• Dataset records
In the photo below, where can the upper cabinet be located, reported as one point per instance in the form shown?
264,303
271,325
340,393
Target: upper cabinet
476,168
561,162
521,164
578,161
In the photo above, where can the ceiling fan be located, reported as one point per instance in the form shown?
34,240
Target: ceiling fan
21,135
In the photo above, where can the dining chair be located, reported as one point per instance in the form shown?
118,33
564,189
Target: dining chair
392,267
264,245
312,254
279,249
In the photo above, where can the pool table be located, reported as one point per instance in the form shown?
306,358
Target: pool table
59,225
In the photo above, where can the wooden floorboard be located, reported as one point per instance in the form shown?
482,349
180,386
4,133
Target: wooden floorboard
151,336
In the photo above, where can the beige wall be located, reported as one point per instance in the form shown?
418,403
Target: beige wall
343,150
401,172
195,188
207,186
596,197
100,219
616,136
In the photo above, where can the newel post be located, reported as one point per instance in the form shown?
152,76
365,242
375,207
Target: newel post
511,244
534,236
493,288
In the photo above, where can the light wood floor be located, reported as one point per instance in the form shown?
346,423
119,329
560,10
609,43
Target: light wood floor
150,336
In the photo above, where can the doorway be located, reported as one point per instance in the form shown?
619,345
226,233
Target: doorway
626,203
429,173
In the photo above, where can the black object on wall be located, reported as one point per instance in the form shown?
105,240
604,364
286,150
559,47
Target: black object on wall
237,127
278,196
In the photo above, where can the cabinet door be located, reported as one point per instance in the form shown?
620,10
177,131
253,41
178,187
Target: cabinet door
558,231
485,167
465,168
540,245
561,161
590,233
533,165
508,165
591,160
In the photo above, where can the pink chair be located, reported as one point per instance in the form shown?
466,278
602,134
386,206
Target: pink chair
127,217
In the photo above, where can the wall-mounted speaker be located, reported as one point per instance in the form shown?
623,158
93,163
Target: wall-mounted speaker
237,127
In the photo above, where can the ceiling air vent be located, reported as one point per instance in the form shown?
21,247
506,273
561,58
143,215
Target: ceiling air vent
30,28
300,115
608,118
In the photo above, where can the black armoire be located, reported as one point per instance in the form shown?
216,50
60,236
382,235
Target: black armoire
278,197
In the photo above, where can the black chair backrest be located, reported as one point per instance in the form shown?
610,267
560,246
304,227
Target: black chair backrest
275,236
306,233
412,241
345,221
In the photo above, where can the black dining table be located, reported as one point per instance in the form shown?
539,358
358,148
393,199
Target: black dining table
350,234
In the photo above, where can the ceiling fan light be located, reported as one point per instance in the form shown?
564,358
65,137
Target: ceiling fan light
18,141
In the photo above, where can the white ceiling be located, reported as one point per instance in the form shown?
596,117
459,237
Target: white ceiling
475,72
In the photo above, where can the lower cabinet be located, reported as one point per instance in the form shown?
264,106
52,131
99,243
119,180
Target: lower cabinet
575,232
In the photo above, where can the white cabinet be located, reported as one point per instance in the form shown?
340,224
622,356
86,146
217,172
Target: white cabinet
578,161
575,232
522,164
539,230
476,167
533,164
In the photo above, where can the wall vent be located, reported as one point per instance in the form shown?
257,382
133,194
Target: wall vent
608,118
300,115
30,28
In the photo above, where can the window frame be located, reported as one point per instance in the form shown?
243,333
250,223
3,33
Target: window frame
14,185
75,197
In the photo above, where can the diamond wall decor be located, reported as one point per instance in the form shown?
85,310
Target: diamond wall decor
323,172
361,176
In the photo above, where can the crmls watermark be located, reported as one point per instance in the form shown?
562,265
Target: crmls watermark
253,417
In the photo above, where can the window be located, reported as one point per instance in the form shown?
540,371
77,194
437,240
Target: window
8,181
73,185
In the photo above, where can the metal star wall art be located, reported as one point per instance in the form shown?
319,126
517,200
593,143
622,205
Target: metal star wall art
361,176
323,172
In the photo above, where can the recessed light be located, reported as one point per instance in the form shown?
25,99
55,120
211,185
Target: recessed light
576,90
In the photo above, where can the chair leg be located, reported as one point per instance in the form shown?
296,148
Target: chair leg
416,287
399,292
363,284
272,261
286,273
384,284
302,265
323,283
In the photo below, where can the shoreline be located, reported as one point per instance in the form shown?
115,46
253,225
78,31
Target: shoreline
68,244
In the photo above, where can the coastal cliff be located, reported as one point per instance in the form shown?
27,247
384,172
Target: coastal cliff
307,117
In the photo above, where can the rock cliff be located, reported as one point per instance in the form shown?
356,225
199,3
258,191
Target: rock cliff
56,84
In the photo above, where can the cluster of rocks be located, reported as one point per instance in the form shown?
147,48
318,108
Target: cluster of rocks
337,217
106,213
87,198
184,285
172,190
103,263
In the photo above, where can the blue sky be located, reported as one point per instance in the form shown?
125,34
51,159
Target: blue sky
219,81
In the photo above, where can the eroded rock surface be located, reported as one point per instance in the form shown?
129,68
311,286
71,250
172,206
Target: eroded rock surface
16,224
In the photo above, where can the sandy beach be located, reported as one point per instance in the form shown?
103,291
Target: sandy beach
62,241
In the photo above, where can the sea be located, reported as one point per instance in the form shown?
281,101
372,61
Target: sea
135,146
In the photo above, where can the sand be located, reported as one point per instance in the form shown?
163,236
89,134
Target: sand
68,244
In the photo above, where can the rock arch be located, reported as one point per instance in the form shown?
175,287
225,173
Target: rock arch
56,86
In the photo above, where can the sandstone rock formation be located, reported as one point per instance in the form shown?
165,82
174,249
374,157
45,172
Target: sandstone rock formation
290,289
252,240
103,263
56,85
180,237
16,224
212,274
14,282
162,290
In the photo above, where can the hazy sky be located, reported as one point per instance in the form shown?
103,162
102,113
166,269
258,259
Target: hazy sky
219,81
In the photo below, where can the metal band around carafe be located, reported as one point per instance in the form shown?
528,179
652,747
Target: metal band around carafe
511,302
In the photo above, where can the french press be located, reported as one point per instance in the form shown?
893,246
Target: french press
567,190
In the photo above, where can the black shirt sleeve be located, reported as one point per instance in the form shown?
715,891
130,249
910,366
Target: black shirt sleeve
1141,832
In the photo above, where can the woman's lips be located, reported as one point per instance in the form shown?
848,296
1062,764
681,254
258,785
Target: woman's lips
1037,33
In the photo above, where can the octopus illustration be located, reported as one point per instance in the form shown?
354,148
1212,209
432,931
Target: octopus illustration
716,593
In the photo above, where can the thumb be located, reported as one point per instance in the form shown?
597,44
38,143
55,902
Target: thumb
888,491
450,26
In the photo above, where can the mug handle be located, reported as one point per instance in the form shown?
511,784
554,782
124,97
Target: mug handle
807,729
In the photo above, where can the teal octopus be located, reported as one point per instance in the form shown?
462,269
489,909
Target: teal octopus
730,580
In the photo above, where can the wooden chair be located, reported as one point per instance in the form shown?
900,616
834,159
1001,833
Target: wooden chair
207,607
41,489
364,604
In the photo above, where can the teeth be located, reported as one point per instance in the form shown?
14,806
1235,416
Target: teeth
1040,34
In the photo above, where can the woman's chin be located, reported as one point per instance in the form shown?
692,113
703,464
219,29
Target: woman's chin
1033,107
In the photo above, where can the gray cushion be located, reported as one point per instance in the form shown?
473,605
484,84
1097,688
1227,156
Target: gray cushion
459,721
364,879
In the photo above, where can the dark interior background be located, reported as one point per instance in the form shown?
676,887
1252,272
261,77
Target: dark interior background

• What you should do
Convert the whole listing above into a Markdown table with the columns "Index" and "Entry". Put each line in order in its own row with its number, and leave out any blank lines.

• Output of the task
| Index | Entry |
|---|---|
| 1 | In the photo below, where can the upper cabinet be located, reported as one point per instance in the form shown? |
| 2 | 264,303 |
| 3 | 271,325 |
| 4 | 340,393 |
| 5 | Target: upper cabinet |
| 6 | 476,168 |
| 7 | 561,162 |
| 8 | 521,164 |
| 9 | 578,161 |
| 10 | In the photo above, where can the ceiling fan be located, reported as one point per instance in the form shown? |
| 11 | 34,240 |
| 12 | Target: ceiling fan |
| 13 | 21,135 |
| 14 | In the photo above, where can the dining chair be located, reported as one point per instance in the form shown? |
| 15 | 118,33 |
| 16 | 564,189 |
| 17 | Target: dining chair |
| 18 | 392,267 |
| 19 | 264,245 |
| 20 | 312,254 |
| 21 | 279,249 |
| 22 | In the photo above, where can the pool table be located, reported as one point per instance in the form shown? |
| 23 | 306,358 |
| 24 | Target: pool table |
| 25 | 59,225 |
| 26 | In the photo above, where can the wooden floorboard be located, reported as one point per instance in the form shown? |
| 27 | 482,349 |
| 28 | 180,386 |
| 29 | 4,133 |
| 30 | Target: wooden floorboard |
| 31 | 151,336 |
| 32 | In the photo above, where can the beige wall be located, reported as one point per instance in the form shown? |
| 33 | 418,403 |
| 34 | Target: beige wall |
| 35 | 343,150 |
| 36 | 401,172 |
| 37 | 195,188 |
| 38 | 207,186 |
| 39 | 596,197 |
| 40 | 100,219 |
| 41 | 616,136 |
| 42 | In the photo above, where can the newel post be located, reported as one point per instance in the form shown? |
| 43 | 152,76 |
| 44 | 365,242 |
| 45 | 375,207 |
| 46 | Target: newel post |
| 47 | 511,244 |
| 48 | 534,236 |
| 49 | 493,288 |
| 50 | In the photo above, where can the light wood floor be located, reported as one point per instance in the form shown? |
| 51 | 346,423 |
| 52 | 119,329 |
| 53 | 560,10 |
| 54 | 609,43 |
| 55 | Target: light wood floor |
| 56 | 150,336 |
| 57 | In the photo above, where can the doorway be located, reported as one point per instance in the form shown? |
| 58 | 619,345 |
| 59 | 226,233 |
| 60 | Target: doorway |
| 61 | 626,203 |
| 62 | 429,173 |
| 63 | In the photo above, where can the black object on wall be located, reported as one point per instance in the form shown? |
| 64 | 105,240 |
| 65 | 604,364 |
| 66 | 286,150 |
| 67 | 559,47 |
| 68 | Target: black object on wall |
| 69 | 237,127 |
| 70 | 278,196 |
| 71 | In the photo above, where can the cabinet door be located, reported as one point per instance in the form shown? |
| 72 | 620,10 |
| 73 | 177,131 |
| 74 | 253,41 |
| 75 | 178,187 |
| 76 | Target: cabinet door |
| 77 | 558,231 |
| 78 | 485,167 |
| 79 | 465,168 |
| 80 | 540,245 |
| 81 | 561,161 |
| 82 | 590,233 |
| 83 | 533,165 |
| 84 | 508,165 |
| 85 | 591,160 |
| 86 | In the photo above, where can the pink chair be located, reported as one point per instance in the form shown? |
| 87 | 466,278 |
| 88 | 602,134 |
| 89 | 386,206 |
| 90 | Target: pink chair |
| 91 | 127,217 |
| 92 | In the photo above, where can the wall-mounted speaker be located, reported as one point per instance in the form shown? |
| 93 | 623,158 |
| 94 | 93,163 |
| 95 | Target: wall-mounted speaker |
| 96 | 237,127 |
| 97 | In the photo above, where can the ceiling air vent be located, reported as one point per instance in the form shown? |
| 98 | 21,247 |
| 99 | 506,273 |
| 100 | 561,58 |
| 101 | 143,215 |
| 102 | Target: ceiling air vent |
| 103 | 30,28 |
| 104 | 300,115 |
| 105 | 608,118 |
| 106 | In the photo above, where can the black armoire be located, reported as one point per instance in the form shown? |
| 107 | 216,50 |
| 108 | 60,236 |
| 109 | 382,235 |
| 110 | Target: black armoire |
| 111 | 278,197 |
| 112 | In the photo above, where can the black chair backrest be located, reported as one point per instance in the form shown? |
| 113 | 610,267 |
| 114 | 560,246 |
| 115 | 304,227 |
| 116 | Target: black chair backrest |
| 117 | 275,236 |
| 118 | 306,233 |
| 119 | 412,241 |
| 120 | 345,221 |
| 121 | In the photo above, where can the black dining table be located, reported as one point per instance in the form shown? |
| 122 | 539,358 |
| 123 | 358,148 |
| 124 | 393,199 |
| 125 | Target: black dining table |
| 126 | 350,234 |
| 127 | In the photo above, where can the ceiling fan light be located, reported as one point per instance in the form shown? |
| 128 | 564,358 |
| 129 | 65,137 |
| 130 | Target: ceiling fan light |
| 131 | 18,141 |
| 132 | In the photo above, where can the white ceiling be located, reported as one point per instance in the form shown? |
| 133 | 596,117 |
| 134 | 459,237 |
| 135 | Target: white ceiling |
| 136 | 475,72 |
| 137 | In the photo above, where can the lower cabinet be located, reported as one point per instance in the form shown? |
| 138 | 264,106 |
| 139 | 52,131 |
| 140 | 99,243 |
| 141 | 119,180 |
| 142 | Target: lower cabinet |
| 143 | 575,232 |
| 144 | In the photo above, where can the white cabinet be located, reported as one point per instance in the form shown? |
| 145 | 340,224 |
| 146 | 622,356 |
| 147 | 86,146 |
| 148 | 217,172 |
| 149 | Target: white cabinet |
| 150 | 578,161 |
| 151 | 575,232 |
| 152 | 522,164 |
| 153 | 539,230 |
| 154 | 476,167 |
| 155 | 533,164 |
| 156 | In the photo above, where can the wall vent be located, reported as one point per instance in the form shown? |
| 157 | 257,382 |
| 158 | 133,194 |
| 159 | Target: wall vent |
| 160 | 608,118 |
| 161 | 300,115 |
| 162 | 30,28 |
| 163 | In the photo above, where can the window frame be located, reported as one point per instance in the form shown? |
| 164 | 243,333 |
| 165 | 250,223 |
| 166 | 3,33 |
| 167 | Target: window frame |
| 168 | 14,185 |
| 169 | 75,197 |
| 170 | In the photo above, where can the diamond wall decor be located, reported as one point per instance in the form shown? |
| 171 | 85,310 |
| 172 | Target: diamond wall decor |
| 173 | 323,172 |
| 174 | 361,176 |
| 175 | In the photo above, where can the crmls watermark be located, reported as one point per instance in the form shown? |
| 176 | 562,265 |
| 177 | Target: crmls watermark |
| 178 | 253,417 |
| 179 | In the photo above, where can the window be located, reported as one point per instance in the form shown? |
| 180 | 540,371 |
| 181 | 77,194 |
| 182 | 437,240 |
| 183 | Target: window |
| 184 | 8,181 |
| 185 | 73,185 |
| 186 | In the photo above, where can the metal star wall art be located, reported as one point per instance in the form shown? |
| 187 | 319,126 |
| 188 | 517,200 |
| 189 | 593,143 |
| 190 | 622,205 |
| 191 | Target: metal star wall art |
| 192 | 361,176 |
| 193 | 323,172 |
| 194 | In the photo above, where can the recessed light be located, reported as one point per instance in the form shown? |
| 195 | 25,99 |
| 196 | 55,120 |
| 197 | 211,185 |
| 198 | Target: recessed light |
| 199 | 576,90 |
| 200 | In the photo above, where can the chair leg be located, reported as one point per instance in the form shown? |
| 201 | 296,148 |
| 202 | Target: chair leg |
| 203 | 416,287 |
| 204 | 399,292 |
| 205 | 363,284 |
| 206 | 272,261 |
| 207 | 286,273 |
| 208 | 384,284 |
| 209 | 302,265 |
| 210 | 323,283 |
| 211 | In the photo below, where can the shoreline be located, reported as one point per instance in the form shown? |
| 212 | 115,46 |
| 213 | 253,225 |
| 214 | 78,31 |
| 215 | Target: shoreline |
| 216 | 68,244 |
| 217 | In the photo above, where can the coastal cliff be located, reported as one point per instance in the form shown? |
| 218 | 27,247 |
| 219 | 384,172 |
| 220 | Target: coastal cliff |
| 221 | 307,117 |
| 222 | In the photo above, where can the rock cliff be located, reported as one point per instance in the form shown? |
| 223 | 356,225 |
| 224 | 199,3 |
| 225 | 258,191 |
| 226 | Target: rock cliff |
| 227 | 56,84 |
| 228 | In the photo above, where can the cluster of rocks be located, reported as one point per instance in the form shown? |
| 229 | 147,48 |
| 230 | 318,108 |
| 231 | Target: cluster of rocks |
| 232 | 337,217 |
| 233 | 106,213 |
| 234 | 87,198 |
| 235 | 184,285 |
| 236 | 172,190 |
| 237 | 103,263 |
| 238 | In the photo above, where can the blue sky be located, reported as one point per instance in the form shown? |
| 239 | 125,34 |
| 240 | 51,159 |
| 241 | Target: blue sky |
| 242 | 219,81 |
| 243 | In the photo above, where can the eroded rock surface be located, reported as one point per instance in the form shown? |
| 244 | 129,68 |
| 245 | 311,286 |
| 246 | 71,250 |
| 247 | 172,206 |
| 248 | Target: eroded rock surface |
| 249 | 16,224 |
| 250 | In the photo above, where can the sandy beach be located, reported as one point per instance in the form shown? |
| 251 | 103,291 |
| 252 | Target: sandy beach |
| 253 | 62,241 |
| 254 | In the photo above, where can the sea be located, reported as one point per instance in the form shown? |
| 255 | 281,101 |
| 256 | 372,61 |
| 257 | Target: sea |
| 258 | 135,146 |
| 259 | In the photo above, where can the sand be located, reported as one point per instance in the form shown? |
| 260 | 163,236 |
| 261 | 89,134 |
| 262 | Target: sand |
| 263 | 68,244 |
| 264 | In the photo above, where can the rock arch be located, reported as one point per instance in the form shown? |
| 265 | 175,287 |
| 266 | 225,173 |
| 267 | Target: rock arch |
| 268 | 56,86 |
| 269 | In the photo above, where can the sandstone rock formation be located, reported as one point per instance in the form shown? |
| 270 | 165,82 |
| 271 | 174,249 |
| 272 | 374,157 |
| 273 | 45,172 |
| 274 | Target: sandstone rock formation |
| 275 | 290,289 |
| 276 | 252,240 |
| 277 | 103,263 |
| 278 | 56,85 |
| 279 | 180,237 |
| 280 | 16,224 |
| 281 | 212,274 |
| 282 | 14,282 |
| 283 | 162,290 |
| 284 | In the photo above, where can the hazy sky be located, reported as one point per instance in the form shown? |
| 285 | 103,162 |
| 286 | 102,113 |
| 287 | 166,269 |
| 288 | 258,259 |
| 289 | Target: hazy sky |
| 290 | 219,81 |
| 291 | In the photo below, where can the metal band around carafe be located, reported as one point per instance in the form shown? |
| 292 | 528,179 |
| 293 | 652,747 |
| 294 | Target: metal band around carafe |
| 295 | 511,302 |
| 296 | In the photo above, where can the french press be located, reported as one point per instance in the form shown? |
| 297 | 893,246 |
| 298 | Target: french press |
| 299 | 567,190 |
| 300 | In the photo above, where can the black shirt sleeve be located, reported as one point per instance in the form shown? |
| 301 | 715,891 |
| 302 | 130,249 |
| 303 | 910,366 |
| 304 | Target: black shirt sleeve |
| 305 | 1141,832 |
| 306 | In the photo above, where can the woman's lips be located, reported as one point per instance in the form shown? |
| 307 | 848,296 |
| 308 | 1062,764 |
| 309 | 681,254 |
| 310 | 258,785 |
| 311 | Target: woman's lips |
| 312 | 1037,33 |
| 313 | In the photo above, where can the octopus illustration be located, reported as one point per instance in the form shown? |
| 314 | 354,148 |
| 315 | 1212,209 |
| 316 | 432,931 |
| 317 | Target: octopus illustration |
| 318 | 716,593 |
| 319 | In the photo above, where can the thumb be located, reported as one point per instance in the form shown? |
| 320 | 597,44 |
| 321 | 38,143 |
| 322 | 55,902 |
| 323 | Target: thumb |
| 324 | 888,491 |
| 325 | 450,26 |
| 326 | In the photo above, where can the mug handle be located, reported as one point per instance in the form shown? |
| 327 | 511,784 |
| 328 | 554,782 |
| 329 | 124,97 |
| 330 | Target: mug handle |
| 331 | 807,729 |
| 332 | In the photo above, where can the teal octopus be located, reported as one point per instance in the form shown? |
| 333 | 462,269 |
| 334 | 489,909 |
| 335 | Target: teal octopus |
| 336 | 730,580 |
| 337 | In the photo above, where can the wooden chair be located, reported as one point per instance in the form shown? |
| 338 | 900,616 |
| 339 | 834,159 |
| 340 | 1001,833 |
| 341 | Target: wooden chair |
| 342 | 207,607 |
| 343 | 41,489 |
| 344 | 364,604 |
| 345 | In the photo above, where can the teeth be located, reported as one point per instance in the form shown? |
| 346 | 14,806 |
| 347 | 1235,416 |
| 348 | Target: teeth |
| 349 | 1040,34 |
| 350 | In the photo above, where can the woman's chin be located, reported as one point per instance in the form shown? |
| 351 | 692,113 |
| 352 | 703,464 |
| 353 | 219,29 |
| 354 | Target: woman's chin |
| 355 | 1033,107 |
| 356 | In the photo above, where can the gray cushion be located, reported as one point per instance in the form shown? |
| 357 | 473,605 |
| 358 | 484,84 |
| 359 | 1097,688 |
| 360 | 1227,156 |
| 361 | Target: gray cushion |
| 362 | 459,721 |
| 363 | 364,879 |
| 364 | In the photo above, where can the dark interior background be located, reported as one point per instance in the form shown? |
| 365 | 676,887 |
| 366 | 1252,272 |
| 367 | 261,77 |
| 368 | Target: dark interior background |